# La consegna
Trascrivi senza modifiche, dal brano qui sotto sul rito confuciano, la porzione che comincia con "Il rito, dunque, non" e prosegue fino a "la rende comunicabile." incluso.

# Brano di partenza
+ + +

Per Confucio, la forma esteriore del comportamento non era una semplice questione di buone maniere o di rispetto convenzionale. Dietro il concetto di 礼 (lǐ) — spesso tradotto come “rito” o “etichetta” — si celava una visione del mondo nella quale l’ordine naturale e quello umano erano intimamente intrecciati. Il 天 (tiān), il “Cielo”, da principio venerato come una divinità personale, nel pensiero confuciano divenne l’espressione dell’ordine universale, una struttura di causalità naturale alla quale l’uomo deve adattarsi per vivere in armonia.

All’interno di questo equilibrio cosmico, il rito non rappresenta un ornamento superficiale, ma il mezzo attraverso cui la natura umana trova forma e compimento. Il rispetto dei riti — dal gesto più solenne fino al più quotidiano — costituisce una disciplina dell’anima, una pedagogia del comportamento che trasforma l’individuo in essere sociale.

Nella Cina dei Zhou, Confucio vide in 礼 (lǐ) la chiave per ricostruire un tessuto sociale disgregato. L’ideale era restituire vigore a quelle pratiche rituali che avevano sostenuto l’antica armonia tra sovrano e sudditi, tra famiglia e comunità, tra l’uomo e il mondo. Ogni cultura, osservava, possiede i propri riti: cerimonie religiose, gesti civili, consuetudini politiche, abitudini di saluto o di conversazione. Persino l’atto di stringere la mano, apparentemente banale, è un rito che racchiude un’intenzione morale: riconoscere l’altro come simile, sospendere l’ostilità, inaugurare un momento di fiducia reciproca.

Il rito, dunque, non è la maschera dell’autenticità, ma la sua condizione di possibilità. È il linguaggio attraverso cui la sincerità può manifestarsi senza degenerare in brutalità o in caos. Nelle società moderne, specialmente in Occidente, si tende invece a identificare la spontaneità con la verità: l’individuo che “dice le cose come stanno” viene percepito come genuino, anche quando il suo dire è intriso di arroganza o di ignoranza. Si confonde la mancanza di filtro con la purezza morale, dimenticando che la forma non nega la sostanza, ma la rende comunicabile.

+ + +

# Materiale fornito
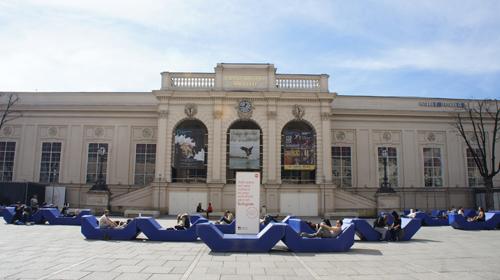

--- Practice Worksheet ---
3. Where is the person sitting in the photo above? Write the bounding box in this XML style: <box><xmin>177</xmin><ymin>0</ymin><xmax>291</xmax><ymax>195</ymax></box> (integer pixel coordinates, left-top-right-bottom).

+ + +

# La risposta
Il rito, dunque, non è la maschera dell’autenticità, ma la sua condizione di possibilità. È il linguaggio attraverso cui la sincerità può manifestarsi senza degenerare in brutalità o in caos. Nelle società moderne, specialmente in Occidente, si tende invece a identificare la spontaneità con la verità: l’individuo che “dice le cose come stanno” viene percepito come genuino, anche quando il suo dire è intriso di arroganza o di ignoranza. Si confonde la mancanza di filtro con la purezza morale, dimenticando che la forma non nega la sostanza, ma la rende comunicabile.